Teks Pilihan:

+ + + +

Gibran Joki Jokowi

Mestinya, bila dipahami demikian, maka bani-bani yang telah berkarakter, baik Fir’aunisme maupun berdinasti kekinian secara akademis an sich, mesti siuman untuk saling mencerahkan. Termasuk, tuduhan terkesankan kepada Gibran joki Jokowi pun tidak mestinya akan terjadi. Namun, dengan kejujuran apa adanya menjadi cerminan__ hampa dari silumanan berkuda troya ala bani zionisan warisan joki Fir’aunan.- Maman A Majid Binfas -


-------

PEDOMAN KARYA

Sabtu, 25 November 2023

 

Gibran Joki Jokowi

 

Oleh: Maman A. Majid Binfas

(Sastrawan, Akademisi, Budayawan)

 

Joki merupakan orang yang bermain terselubung di dalam mengerjakan tugas untuk orang lain dengan menyamar guna mendapatkan imbalan. Perlakuan joki-jokian, biasanya dilakukan secara senyapan, baik di dalam ujian kepegawaian maupun ujian nasional. Termasuk, mafia proyekalisasi kenegaraan dan politikalisasi lelang jabatan, serta pemilihan apapun, sehingga memenangkan orang lain, dan hingga mendapat transaksi upeti dari yang didagelaninya.

+ + + +

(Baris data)
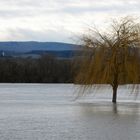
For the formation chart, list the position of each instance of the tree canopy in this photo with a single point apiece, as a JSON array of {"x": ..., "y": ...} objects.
[{"x": 113, "y": 56}]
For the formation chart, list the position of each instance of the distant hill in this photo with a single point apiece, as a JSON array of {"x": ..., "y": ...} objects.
[{"x": 36, "y": 49}]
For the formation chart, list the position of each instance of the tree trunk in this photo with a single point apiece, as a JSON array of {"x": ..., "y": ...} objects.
[{"x": 114, "y": 98}]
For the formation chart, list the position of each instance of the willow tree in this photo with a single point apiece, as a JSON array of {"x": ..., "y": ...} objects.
[{"x": 113, "y": 56}]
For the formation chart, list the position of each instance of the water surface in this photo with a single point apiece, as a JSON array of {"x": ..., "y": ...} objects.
[{"x": 49, "y": 112}]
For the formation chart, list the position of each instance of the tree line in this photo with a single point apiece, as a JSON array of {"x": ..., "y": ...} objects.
[{"x": 46, "y": 69}]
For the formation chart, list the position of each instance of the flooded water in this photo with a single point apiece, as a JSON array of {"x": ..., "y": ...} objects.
[{"x": 49, "y": 112}]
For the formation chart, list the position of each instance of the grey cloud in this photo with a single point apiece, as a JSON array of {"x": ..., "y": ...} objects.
[{"x": 23, "y": 34}]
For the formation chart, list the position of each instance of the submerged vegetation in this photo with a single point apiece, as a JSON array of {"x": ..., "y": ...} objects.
[{"x": 113, "y": 58}]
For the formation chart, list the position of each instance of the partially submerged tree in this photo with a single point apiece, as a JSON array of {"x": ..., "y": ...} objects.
[{"x": 114, "y": 56}]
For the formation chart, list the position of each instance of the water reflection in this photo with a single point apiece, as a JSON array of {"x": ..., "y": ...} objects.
[{"x": 89, "y": 109}]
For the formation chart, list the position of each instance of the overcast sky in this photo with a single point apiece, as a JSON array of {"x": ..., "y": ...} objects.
[{"x": 58, "y": 20}]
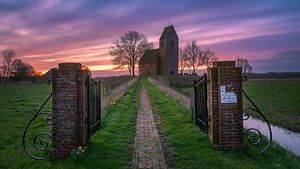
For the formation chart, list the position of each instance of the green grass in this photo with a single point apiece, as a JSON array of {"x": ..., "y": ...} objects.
[
  {"x": 279, "y": 101},
  {"x": 191, "y": 148},
  {"x": 110, "y": 147}
]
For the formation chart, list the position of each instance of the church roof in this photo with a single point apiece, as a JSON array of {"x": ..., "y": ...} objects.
[
  {"x": 150, "y": 56},
  {"x": 168, "y": 31}
]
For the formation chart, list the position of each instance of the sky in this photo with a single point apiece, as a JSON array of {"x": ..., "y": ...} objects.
[{"x": 45, "y": 33}]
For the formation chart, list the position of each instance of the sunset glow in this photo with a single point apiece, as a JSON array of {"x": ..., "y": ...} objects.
[{"x": 45, "y": 33}]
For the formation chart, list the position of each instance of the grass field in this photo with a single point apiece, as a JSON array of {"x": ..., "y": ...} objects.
[
  {"x": 188, "y": 147},
  {"x": 110, "y": 147},
  {"x": 279, "y": 100}
]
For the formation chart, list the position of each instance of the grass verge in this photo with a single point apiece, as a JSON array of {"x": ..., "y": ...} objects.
[
  {"x": 191, "y": 148},
  {"x": 110, "y": 147},
  {"x": 278, "y": 100}
]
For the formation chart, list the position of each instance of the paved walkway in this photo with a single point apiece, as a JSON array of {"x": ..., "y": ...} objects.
[{"x": 148, "y": 149}]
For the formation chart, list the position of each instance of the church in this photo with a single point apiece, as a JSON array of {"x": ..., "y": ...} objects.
[{"x": 164, "y": 60}]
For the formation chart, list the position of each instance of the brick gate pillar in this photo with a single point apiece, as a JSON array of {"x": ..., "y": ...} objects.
[
  {"x": 225, "y": 118},
  {"x": 69, "y": 117}
]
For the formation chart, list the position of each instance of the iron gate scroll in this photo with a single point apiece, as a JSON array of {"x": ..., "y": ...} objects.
[
  {"x": 37, "y": 136},
  {"x": 200, "y": 91},
  {"x": 93, "y": 95}
]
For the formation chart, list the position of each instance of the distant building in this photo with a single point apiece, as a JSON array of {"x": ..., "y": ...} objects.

+ + + +

Ketentuan Latihan:
1) Tuliskan ulang kata demi kata sebagian teks pilihan, mulai dari kata-kata "Oleh: Maman A." dan berhenti setelah kata-kata "dari yang didagelaninya.".
2) Menurut teks pilihan, untuk apa seorang joki menyamar ketika mengerjakan tugas orang lain?
Materi tersebut sama sekali tidak dipakai dalam latihan ini.

Jawaban:
1)
Oleh: Maman A. Majid Binfas

(Sastrawan, Akademisi, Budayawan)

 

Joki merupakan orang yang bermain terselubung di dalam mengerjakan tugas untuk orang lain dengan menyamar guna mendapatkan imbalan. Perlakuan joki-jokian, biasanya dilakukan secara senyapan, baik di dalam ujian kepegawaian maupun ujian nasional. Termasuk, mafia proyekalisasi kenegaraan dan politikalisasi lelang jabatan, serta pemilihan apapun, sehingga memenangkan orang lain, dan hingga mendapat transaksi upeti dari yang didagelaninya.

2) Guna mendapatkan imbalan.